REQUIREMENT: Pick out every line in the records that contains the string "feather" and copy each one.

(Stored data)
┄┄┄┄┄┄┄┄┄┄┄┄┄┄┄┄┄┄┄┄

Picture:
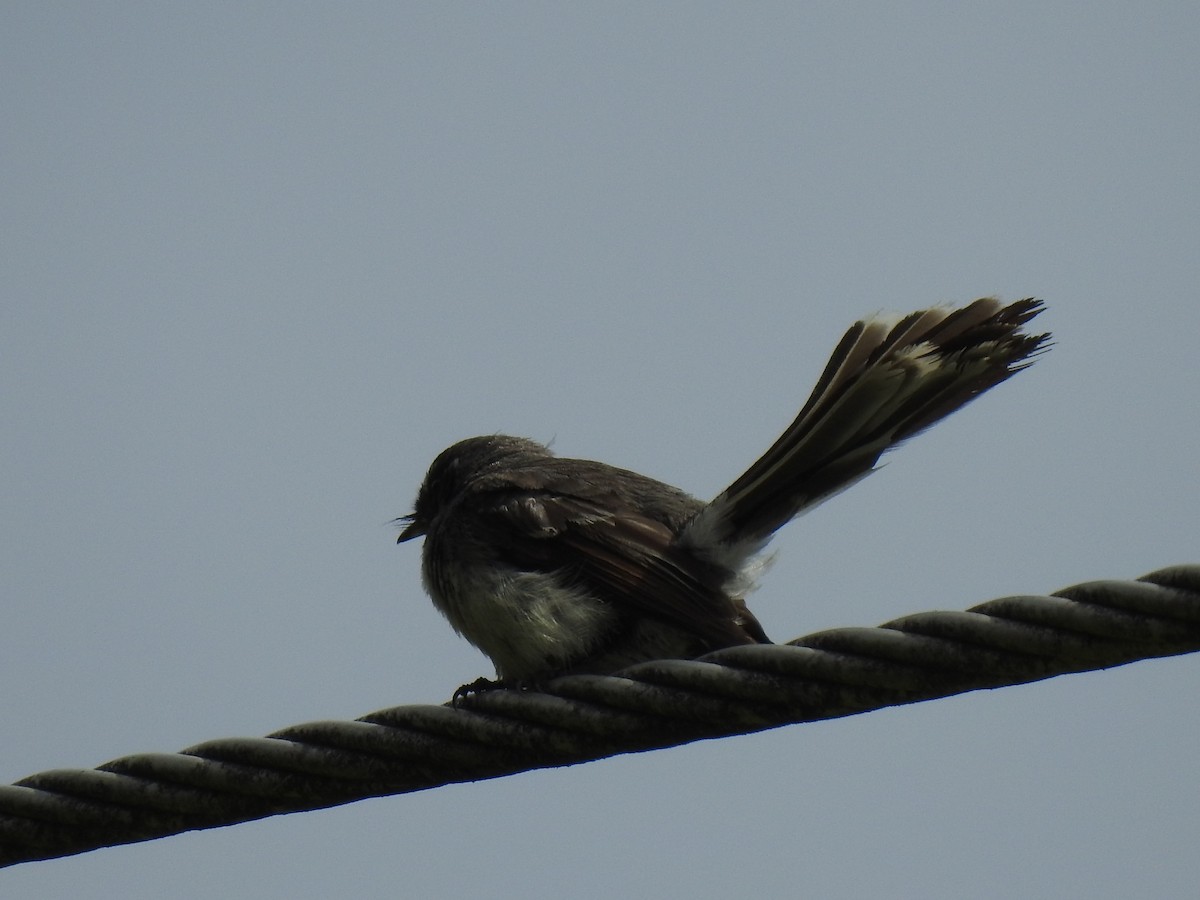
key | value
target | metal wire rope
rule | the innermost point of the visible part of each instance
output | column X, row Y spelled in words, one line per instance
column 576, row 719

┄┄┄┄┄┄┄┄┄┄┄┄┄┄┄┄┄┄┄┄

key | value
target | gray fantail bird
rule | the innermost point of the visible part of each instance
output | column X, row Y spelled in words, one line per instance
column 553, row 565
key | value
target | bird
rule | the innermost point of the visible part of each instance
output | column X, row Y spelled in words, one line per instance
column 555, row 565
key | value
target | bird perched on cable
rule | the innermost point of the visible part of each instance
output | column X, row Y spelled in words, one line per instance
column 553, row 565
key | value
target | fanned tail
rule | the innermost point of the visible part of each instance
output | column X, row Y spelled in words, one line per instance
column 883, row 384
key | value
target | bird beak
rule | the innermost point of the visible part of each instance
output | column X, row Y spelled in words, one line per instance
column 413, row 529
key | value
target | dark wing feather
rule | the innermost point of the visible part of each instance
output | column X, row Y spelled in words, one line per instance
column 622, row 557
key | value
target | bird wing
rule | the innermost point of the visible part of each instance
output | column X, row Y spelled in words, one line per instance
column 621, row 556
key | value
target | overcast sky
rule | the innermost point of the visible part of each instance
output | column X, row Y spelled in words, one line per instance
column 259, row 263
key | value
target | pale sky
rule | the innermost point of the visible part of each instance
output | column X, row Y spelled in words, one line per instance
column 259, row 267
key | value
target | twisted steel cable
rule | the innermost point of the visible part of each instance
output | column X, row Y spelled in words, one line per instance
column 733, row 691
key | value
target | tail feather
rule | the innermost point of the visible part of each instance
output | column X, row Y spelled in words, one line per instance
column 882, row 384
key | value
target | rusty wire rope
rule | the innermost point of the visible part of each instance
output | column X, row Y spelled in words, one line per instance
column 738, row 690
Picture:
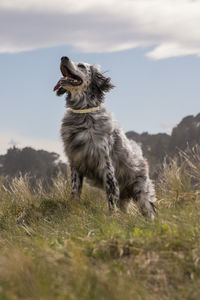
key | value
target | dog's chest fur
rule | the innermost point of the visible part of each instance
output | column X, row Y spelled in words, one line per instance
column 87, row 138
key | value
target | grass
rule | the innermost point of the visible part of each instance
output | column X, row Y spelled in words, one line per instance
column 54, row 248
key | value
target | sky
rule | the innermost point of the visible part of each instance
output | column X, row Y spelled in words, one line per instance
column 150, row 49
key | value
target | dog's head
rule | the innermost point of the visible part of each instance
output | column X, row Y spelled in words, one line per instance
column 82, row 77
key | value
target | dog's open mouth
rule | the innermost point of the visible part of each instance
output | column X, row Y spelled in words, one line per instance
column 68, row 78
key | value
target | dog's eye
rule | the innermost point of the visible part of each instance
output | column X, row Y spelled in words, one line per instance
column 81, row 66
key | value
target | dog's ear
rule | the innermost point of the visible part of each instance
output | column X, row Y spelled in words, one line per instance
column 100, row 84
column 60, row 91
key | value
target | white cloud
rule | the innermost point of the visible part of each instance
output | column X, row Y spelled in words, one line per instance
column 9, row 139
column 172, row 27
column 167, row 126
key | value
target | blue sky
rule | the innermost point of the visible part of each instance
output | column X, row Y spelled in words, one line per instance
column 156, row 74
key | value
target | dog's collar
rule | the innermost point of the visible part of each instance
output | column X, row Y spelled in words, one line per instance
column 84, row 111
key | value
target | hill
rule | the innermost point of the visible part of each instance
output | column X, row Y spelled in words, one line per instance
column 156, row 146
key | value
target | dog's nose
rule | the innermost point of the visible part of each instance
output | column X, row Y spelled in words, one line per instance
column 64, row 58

┄┄┄┄┄┄┄┄┄┄┄┄┄┄┄┄┄┄┄┄

WORKED SOLUTION:
target | dark wing feather
target | tail feather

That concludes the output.